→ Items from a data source
────────────────
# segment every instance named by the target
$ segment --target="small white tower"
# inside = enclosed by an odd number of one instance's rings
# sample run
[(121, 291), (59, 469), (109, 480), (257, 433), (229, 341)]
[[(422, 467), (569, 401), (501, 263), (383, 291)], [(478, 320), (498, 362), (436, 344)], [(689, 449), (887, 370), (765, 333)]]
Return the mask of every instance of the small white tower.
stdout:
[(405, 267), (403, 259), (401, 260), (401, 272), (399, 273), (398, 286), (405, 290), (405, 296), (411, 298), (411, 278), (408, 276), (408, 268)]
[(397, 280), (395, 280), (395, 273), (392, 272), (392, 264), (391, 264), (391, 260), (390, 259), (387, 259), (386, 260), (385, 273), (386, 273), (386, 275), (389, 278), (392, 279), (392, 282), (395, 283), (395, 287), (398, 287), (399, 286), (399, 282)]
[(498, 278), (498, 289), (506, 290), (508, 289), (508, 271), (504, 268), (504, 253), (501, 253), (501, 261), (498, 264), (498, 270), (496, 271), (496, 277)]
────────────────
→ THE EXERCISE
Carry over every line of the items above, requests included, and add 47 to each coordinate number in the answer outlines only.

→ RESULT OF THE EXERCISE
# segment every instance named by the target
$ segment --target="small white tower"
# inside = enclosed by an odd number of one instance's rings
# sample run
[(121, 291), (59, 469), (109, 480), (257, 433), (229, 341)]
[[(422, 467), (569, 401), (501, 263), (383, 291)], [(478, 320), (498, 362), (436, 344)], [(689, 449), (887, 370), (765, 333)]]
Return the mask of every instance of the small white tower.
stdout:
[(452, 314), (450, 306), (448, 307), (448, 319), (446, 320), (445, 333), (452, 337), (452, 343), (458, 345), (458, 325), (455, 323), (455, 315)]
[(444, 327), (442, 327), (442, 320), (439, 319), (439, 311), (438, 311), (438, 307), (437, 306), (434, 306), (433, 307), (432, 320), (433, 320), (433, 322), (436, 325), (439, 326), (439, 329), (442, 330), (442, 334), (445, 334), (446, 333), (446, 329)]
[(545, 325), (545, 336), (553, 337), (555, 336), (555, 318), (551, 315), (551, 300), (548, 300), (548, 308), (545, 311), (545, 317), (543, 318), (543, 324)]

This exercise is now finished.